*** Block opens ***
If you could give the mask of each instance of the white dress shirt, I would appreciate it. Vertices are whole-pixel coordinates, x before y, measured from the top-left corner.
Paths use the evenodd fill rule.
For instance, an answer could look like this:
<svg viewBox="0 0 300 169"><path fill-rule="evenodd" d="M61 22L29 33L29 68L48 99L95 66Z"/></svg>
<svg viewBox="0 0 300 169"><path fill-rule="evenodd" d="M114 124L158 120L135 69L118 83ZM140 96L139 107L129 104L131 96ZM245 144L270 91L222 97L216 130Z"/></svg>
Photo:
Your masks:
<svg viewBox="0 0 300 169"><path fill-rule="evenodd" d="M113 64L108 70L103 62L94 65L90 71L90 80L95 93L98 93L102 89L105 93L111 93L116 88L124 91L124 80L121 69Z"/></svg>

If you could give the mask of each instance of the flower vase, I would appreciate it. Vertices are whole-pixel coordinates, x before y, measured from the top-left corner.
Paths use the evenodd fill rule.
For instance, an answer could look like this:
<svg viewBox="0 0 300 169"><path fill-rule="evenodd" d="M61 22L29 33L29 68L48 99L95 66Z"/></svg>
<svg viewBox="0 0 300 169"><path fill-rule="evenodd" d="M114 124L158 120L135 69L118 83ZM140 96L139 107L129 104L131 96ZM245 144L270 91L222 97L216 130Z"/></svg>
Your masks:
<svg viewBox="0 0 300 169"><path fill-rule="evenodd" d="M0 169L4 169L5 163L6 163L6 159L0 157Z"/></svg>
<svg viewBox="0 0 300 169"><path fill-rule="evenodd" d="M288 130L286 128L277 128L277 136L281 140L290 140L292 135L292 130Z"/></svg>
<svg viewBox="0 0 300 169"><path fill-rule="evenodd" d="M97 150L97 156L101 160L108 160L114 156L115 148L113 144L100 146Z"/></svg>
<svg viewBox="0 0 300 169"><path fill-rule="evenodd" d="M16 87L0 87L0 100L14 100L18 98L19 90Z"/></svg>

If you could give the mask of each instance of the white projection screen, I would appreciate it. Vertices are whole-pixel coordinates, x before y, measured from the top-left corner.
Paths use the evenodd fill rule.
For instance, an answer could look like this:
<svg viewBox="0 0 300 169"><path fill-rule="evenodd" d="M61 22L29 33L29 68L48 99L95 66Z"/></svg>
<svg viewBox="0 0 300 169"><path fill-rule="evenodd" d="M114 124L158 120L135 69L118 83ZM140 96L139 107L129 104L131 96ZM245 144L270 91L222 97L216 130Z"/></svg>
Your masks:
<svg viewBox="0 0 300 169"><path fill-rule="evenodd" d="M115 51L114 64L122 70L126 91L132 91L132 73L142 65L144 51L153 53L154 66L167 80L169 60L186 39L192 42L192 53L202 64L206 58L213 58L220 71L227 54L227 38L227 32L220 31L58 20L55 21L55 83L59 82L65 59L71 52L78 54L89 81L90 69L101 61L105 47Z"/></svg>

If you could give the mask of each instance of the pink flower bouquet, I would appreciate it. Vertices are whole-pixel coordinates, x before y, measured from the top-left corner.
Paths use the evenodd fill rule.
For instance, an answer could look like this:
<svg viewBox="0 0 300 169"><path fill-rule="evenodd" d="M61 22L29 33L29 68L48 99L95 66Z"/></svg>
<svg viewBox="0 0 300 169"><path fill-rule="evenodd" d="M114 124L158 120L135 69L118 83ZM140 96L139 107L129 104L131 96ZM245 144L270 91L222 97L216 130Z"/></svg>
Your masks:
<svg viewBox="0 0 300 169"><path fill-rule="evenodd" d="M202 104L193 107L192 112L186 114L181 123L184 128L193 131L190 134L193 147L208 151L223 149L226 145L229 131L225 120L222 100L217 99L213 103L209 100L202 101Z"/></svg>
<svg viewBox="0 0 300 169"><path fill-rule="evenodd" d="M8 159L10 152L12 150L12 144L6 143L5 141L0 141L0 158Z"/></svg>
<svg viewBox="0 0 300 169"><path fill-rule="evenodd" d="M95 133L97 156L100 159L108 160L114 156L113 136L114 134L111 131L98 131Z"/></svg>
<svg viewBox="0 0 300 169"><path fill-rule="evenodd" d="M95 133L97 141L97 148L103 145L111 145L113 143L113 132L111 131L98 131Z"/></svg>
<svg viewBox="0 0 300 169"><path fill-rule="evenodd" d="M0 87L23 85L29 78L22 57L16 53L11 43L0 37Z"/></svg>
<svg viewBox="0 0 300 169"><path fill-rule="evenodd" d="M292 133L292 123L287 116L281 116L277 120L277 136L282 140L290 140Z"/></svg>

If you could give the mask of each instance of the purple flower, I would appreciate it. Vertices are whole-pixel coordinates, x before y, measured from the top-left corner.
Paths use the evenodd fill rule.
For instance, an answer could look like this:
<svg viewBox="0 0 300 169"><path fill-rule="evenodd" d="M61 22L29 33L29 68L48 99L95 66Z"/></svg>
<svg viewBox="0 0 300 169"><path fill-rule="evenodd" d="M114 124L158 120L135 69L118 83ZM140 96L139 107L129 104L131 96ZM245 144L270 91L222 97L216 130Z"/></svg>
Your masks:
*** Block closes ***
◆ EXERCISE PROMPT ◆
State how many lines of the records above contain "white", with no words besides the number.

◆ WRITTEN SOLUTION ◆
2